- What this task involves:
Can you quote verbatim every line from the one containing "Would you be able to mark the hand" through the last line below, including both of those lines?
— Begin —
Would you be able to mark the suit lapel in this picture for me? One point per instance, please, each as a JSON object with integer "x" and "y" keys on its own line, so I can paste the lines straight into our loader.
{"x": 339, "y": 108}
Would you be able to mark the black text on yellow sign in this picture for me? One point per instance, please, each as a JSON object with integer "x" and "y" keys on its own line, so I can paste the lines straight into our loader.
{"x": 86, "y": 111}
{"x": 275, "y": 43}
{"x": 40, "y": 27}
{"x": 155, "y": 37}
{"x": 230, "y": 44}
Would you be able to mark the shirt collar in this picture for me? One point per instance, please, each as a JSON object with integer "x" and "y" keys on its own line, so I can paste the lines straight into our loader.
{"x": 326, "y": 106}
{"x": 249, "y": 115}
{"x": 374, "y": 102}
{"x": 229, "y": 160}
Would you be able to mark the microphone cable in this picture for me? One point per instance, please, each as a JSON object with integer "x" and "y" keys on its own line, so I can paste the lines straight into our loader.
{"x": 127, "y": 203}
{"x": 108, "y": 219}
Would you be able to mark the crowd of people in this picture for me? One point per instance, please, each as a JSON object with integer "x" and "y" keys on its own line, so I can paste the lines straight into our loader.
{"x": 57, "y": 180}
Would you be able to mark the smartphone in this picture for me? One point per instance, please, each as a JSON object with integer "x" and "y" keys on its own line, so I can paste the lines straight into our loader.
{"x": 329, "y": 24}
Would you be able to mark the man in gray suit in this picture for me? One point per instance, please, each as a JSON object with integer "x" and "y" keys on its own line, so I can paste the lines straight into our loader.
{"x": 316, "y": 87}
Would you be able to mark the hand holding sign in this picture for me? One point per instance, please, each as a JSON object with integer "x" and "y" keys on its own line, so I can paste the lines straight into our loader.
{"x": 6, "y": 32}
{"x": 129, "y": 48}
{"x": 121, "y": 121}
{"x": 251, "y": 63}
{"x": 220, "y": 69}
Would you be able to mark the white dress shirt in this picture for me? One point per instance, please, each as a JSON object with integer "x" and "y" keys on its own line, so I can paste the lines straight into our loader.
— End —
- Expected answer:
Would you be able to mark the hand holding sign in this picture for me? One point per instance, please, each as a JSON object with integer "x" and "y" keys on its own line, so I can paste the lines straight into our loader.
{"x": 6, "y": 32}
{"x": 129, "y": 48}
{"x": 121, "y": 121}
{"x": 251, "y": 63}
{"x": 220, "y": 69}
Would you be able to mark the white dress shirt in this picture for me? One point per instance, please, each as a JSON object with integer "x" and "y" keys on its own line, so I can paste the lines straight into our loader.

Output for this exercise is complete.